=== Task ===
Put every line of the material into a numbered list, leaving out any blank lines.

╭─ Recorded data

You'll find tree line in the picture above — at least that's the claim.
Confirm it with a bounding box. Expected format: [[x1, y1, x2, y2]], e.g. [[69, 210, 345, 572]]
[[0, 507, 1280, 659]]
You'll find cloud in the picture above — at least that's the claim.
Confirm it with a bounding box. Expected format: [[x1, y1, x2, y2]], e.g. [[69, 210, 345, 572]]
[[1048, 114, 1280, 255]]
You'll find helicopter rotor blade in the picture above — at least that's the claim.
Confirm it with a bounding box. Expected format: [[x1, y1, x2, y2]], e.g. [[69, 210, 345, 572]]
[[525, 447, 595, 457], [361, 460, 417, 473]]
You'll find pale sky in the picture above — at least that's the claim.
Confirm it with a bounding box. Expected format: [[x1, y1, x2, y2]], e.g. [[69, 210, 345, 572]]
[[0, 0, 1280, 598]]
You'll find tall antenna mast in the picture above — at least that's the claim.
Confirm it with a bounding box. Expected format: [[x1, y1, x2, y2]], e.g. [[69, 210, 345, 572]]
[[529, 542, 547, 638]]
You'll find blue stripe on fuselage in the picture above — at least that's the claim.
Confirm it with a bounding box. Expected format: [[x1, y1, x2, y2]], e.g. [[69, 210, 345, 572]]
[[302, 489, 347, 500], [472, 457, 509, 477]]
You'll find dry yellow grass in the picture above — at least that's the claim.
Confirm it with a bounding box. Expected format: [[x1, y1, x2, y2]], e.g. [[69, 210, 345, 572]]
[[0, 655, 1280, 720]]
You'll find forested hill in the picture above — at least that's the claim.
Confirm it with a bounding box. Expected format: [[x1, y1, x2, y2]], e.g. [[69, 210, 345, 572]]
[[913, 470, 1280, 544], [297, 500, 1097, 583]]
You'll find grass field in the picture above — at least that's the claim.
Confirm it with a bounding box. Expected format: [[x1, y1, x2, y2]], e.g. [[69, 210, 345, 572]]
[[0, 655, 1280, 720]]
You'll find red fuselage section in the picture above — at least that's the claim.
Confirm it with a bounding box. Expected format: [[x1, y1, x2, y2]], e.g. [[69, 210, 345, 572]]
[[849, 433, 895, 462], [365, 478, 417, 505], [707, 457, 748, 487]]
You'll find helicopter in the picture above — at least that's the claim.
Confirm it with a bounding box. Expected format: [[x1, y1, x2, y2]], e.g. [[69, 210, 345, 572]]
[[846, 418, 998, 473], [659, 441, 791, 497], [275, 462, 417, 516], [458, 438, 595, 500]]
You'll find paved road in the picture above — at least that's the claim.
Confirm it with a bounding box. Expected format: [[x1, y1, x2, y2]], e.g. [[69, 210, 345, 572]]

╰─

=== Response below ===
1. You'll find tree line in the picture above — at least that's the claim.
2. Confirm it with a bounding box. Expected format: [[x1, y1, x2, y2]], e.g. [[69, 210, 345, 572]]
3. [[0, 507, 1280, 659]]
4. You'll find cloud in the picture above — at least that's the claim.
5. Confirm it with a bounding box. Expected format: [[x1, y1, x2, y2]], e.g. [[69, 210, 345, 572]]
6. [[1048, 114, 1280, 255]]
7. You'll find helicopter rotor blade in the picture above — at least that's the claim.
8. Confirm it with a bounding box. Expected format: [[x1, y1, x2, y2]], e.g. [[69, 210, 345, 572]]
9. [[525, 447, 595, 457], [361, 460, 417, 473]]
10. You'll find pale sky in the picture above — at least that's the claim.
11. Confirm it with a bounding box. Expected format: [[x1, y1, x2, y2]], e.g. [[69, 210, 345, 572]]
12. [[0, 0, 1280, 598]]
13. You'll find tall antenna mast in the picture above — at least that's the claim.
14. Confirm it with a bounding box. Expected format: [[x1, y1, x2, y2]], e.g. [[69, 210, 345, 572]]
15. [[529, 542, 547, 638]]
16. You'll find blue stripe on fuselage in the picture above — at least that's the claim.
17. Confirm it with a bounding box. Expected format: [[x1, y1, x2, y2]], e.g. [[69, 210, 345, 572]]
18. [[302, 489, 347, 500], [472, 457, 509, 477]]
19. You'll find dry yellow grass in the picture above — at least that's the claim.
20. Confirm it with a bounding box. Expected format: [[x1, y1, x2, y2]], e.g. [[69, 210, 345, 572]]
21. [[0, 655, 1280, 720]]
22. You'll find forested hill in the picture above — at least that's the claim.
23. Confirm it with a bounding box. Expected format: [[x1, y1, x2, y2]], e.g. [[69, 210, 345, 572]]
24. [[913, 470, 1280, 544], [297, 500, 1097, 583]]
25. You'll find grass field in the picture above — at least that's the claim.
26. Confirm it with a bounding box. Expected format: [[x1, y1, x2, y2]], e.g. [[69, 210, 345, 572]]
27. [[0, 655, 1280, 720]]
28. You'll find red fuselage section in the picture above — at least that's the claim.
29. Confirm it with a bounding box. Expected format: [[x1, y1, x2, y2]], e.g. [[69, 210, 345, 572]]
30. [[849, 433, 895, 462], [365, 478, 417, 505], [707, 457, 748, 487]]
31. You'll find helicopter in the picture above — at least that's the claim.
32. Confirm it with a bounding box. Expected format: [[x1, y1, x2, y2]], e.g. [[69, 210, 345, 572]]
33. [[846, 418, 998, 473], [659, 441, 791, 497], [275, 462, 417, 516], [458, 438, 595, 500]]
34. You'll find paved road in the picture above — at least that's the claim.
35. Confirm it with a bounding box. Expected format: [[x1, y1, x2, y2]], e.g. [[69, 210, 345, 572]]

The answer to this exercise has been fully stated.